Given task: Rewrite all of the data below as a numbered list, omitting blank lines and leaving the pictures out.

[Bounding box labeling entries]
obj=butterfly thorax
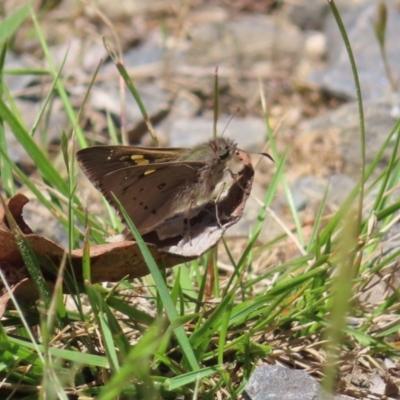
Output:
[178,138,236,203]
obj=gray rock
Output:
[4,51,40,94]
[309,1,400,100]
[295,99,397,179]
[291,174,356,211]
[243,365,334,400]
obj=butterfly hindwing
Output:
[85,162,205,234]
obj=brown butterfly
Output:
[77,137,248,234]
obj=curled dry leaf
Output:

Correct result:
1. obj=butterfly thorax
2. Output:
3. [178,138,236,203]
4. obj=gray rock
5. Output:
6. [4,51,40,94]
7. [309,1,400,100]
8. [295,99,397,179]
9. [291,174,356,211]
10. [243,365,334,400]
11. obj=butterfly hindwing
12. Output:
13. [85,162,205,234]
14. obj=brown butterfly
15. Output:
16. [77,137,248,234]
17. obj=curled dry leaf
18. Output:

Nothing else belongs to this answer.